BEGIN Records for this task

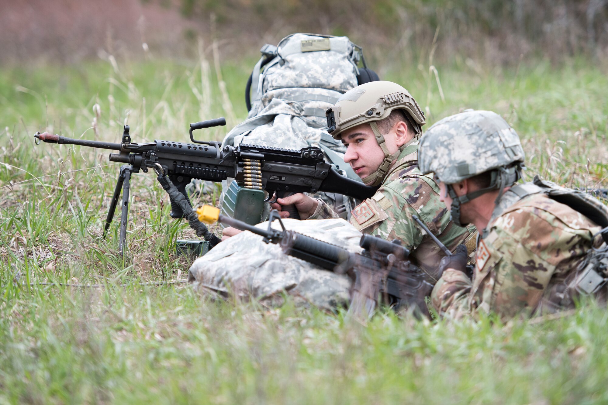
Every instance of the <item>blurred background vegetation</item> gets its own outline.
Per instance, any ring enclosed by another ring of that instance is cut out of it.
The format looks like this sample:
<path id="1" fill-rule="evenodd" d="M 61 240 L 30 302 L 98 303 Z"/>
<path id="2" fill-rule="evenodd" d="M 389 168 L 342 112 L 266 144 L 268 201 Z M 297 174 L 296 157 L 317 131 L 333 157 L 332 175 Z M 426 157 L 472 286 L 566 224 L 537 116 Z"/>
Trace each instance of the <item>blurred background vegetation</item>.
<path id="1" fill-rule="evenodd" d="M 196 58 L 199 38 L 241 58 L 296 32 L 347 35 L 383 64 L 608 55 L 606 0 L 27 0 L 0 12 L 2 64 Z"/>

END Records for this task

Copy out every row above character for character, leaving out the pictures.

Every instance of the <item>blurred background vegetation</item> gets its own outline.
Per instance, any ring enclosed by another ring of that instance is cut out of it.
The format looks like this sample:
<path id="1" fill-rule="evenodd" d="M 61 240 L 30 302 L 98 303 Z"/>
<path id="2" fill-rule="evenodd" d="M 389 168 L 342 112 L 266 144 L 268 201 Z M 297 174 L 296 157 L 317 131 L 333 157 L 332 175 Z M 426 157 L 472 286 L 566 224 L 537 116 Z"/>
Trace each instance of the <item>blurred background vegetation</item>.
<path id="1" fill-rule="evenodd" d="M 196 58 L 199 38 L 241 58 L 296 32 L 347 35 L 383 64 L 608 55 L 606 0 L 27 0 L 0 12 L 2 64 Z"/>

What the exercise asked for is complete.